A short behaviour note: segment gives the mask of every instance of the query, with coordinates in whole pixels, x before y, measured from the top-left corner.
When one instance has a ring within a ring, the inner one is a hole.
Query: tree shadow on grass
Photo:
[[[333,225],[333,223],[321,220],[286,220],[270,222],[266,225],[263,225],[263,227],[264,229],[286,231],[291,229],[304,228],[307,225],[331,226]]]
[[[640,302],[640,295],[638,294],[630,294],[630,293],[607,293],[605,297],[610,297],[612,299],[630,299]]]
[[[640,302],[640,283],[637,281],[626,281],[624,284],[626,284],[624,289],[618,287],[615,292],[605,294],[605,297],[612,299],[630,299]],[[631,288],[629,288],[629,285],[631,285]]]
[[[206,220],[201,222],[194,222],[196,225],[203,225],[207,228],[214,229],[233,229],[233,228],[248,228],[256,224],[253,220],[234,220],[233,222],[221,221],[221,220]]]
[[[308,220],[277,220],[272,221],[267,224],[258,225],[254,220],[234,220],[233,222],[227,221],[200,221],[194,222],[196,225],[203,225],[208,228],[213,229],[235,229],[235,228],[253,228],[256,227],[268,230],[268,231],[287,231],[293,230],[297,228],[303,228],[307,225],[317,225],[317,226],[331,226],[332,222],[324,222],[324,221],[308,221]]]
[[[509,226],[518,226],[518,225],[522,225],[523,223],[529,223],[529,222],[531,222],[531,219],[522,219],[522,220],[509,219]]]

Task objective: Write each line above out exactly.

Task output:
A short behaviour note: segment gives the mask of every instance of the query, with coordinates in whole pixels, x before y, measured from the top-left corner.
When one instance has a ring within a ring, the inner one is a hole.
Query: tree shadow on grass
Photo:
[[[333,225],[333,223],[321,220],[286,220],[270,222],[266,225],[263,225],[263,227],[264,229],[286,231],[291,229],[304,228],[307,225],[331,226]]]
[[[640,302],[640,295],[638,294],[630,294],[630,293],[607,293],[605,297],[610,297],[612,299],[630,299]]]
[[[640,302],[640,283],[637,281],[626,281],[624,284],[626,284],[624,289],[618,287],[615,292],[605,294],[605,297],[612,299],[630,299]],[[631,288],[629,288],[629,285],[631,285]]]
[[[206,220],[201,222],[194,222],[196,225],[203,225],[207,228],[214,229],[233,229],[233,228],[248,228],[256,224],[253,220],[234,220],[233,222],[221,221],[221,220]]]
[[[308,220],[277,220],[272,221],[267,224],[258,225],[254,220],[234,220],[233,222],[227,221],[200,221],[194,222],[196,225],[203,225],[208,228],[213,229],[235,229],[235,228],[253,228],[256,227],[268,230],[268,231],[287,231],[293,230],[297,228],[303,228],[307,225],[317,225],[317,226],[331,226],[332,222],[324,222],[324,221],[308,221]]]
[[[509,226],[518,226],[518,225],[522,225],[523,223],[529,223],[529,222],[531,222],[531,219],[522,219],[522,220],[509,219]]]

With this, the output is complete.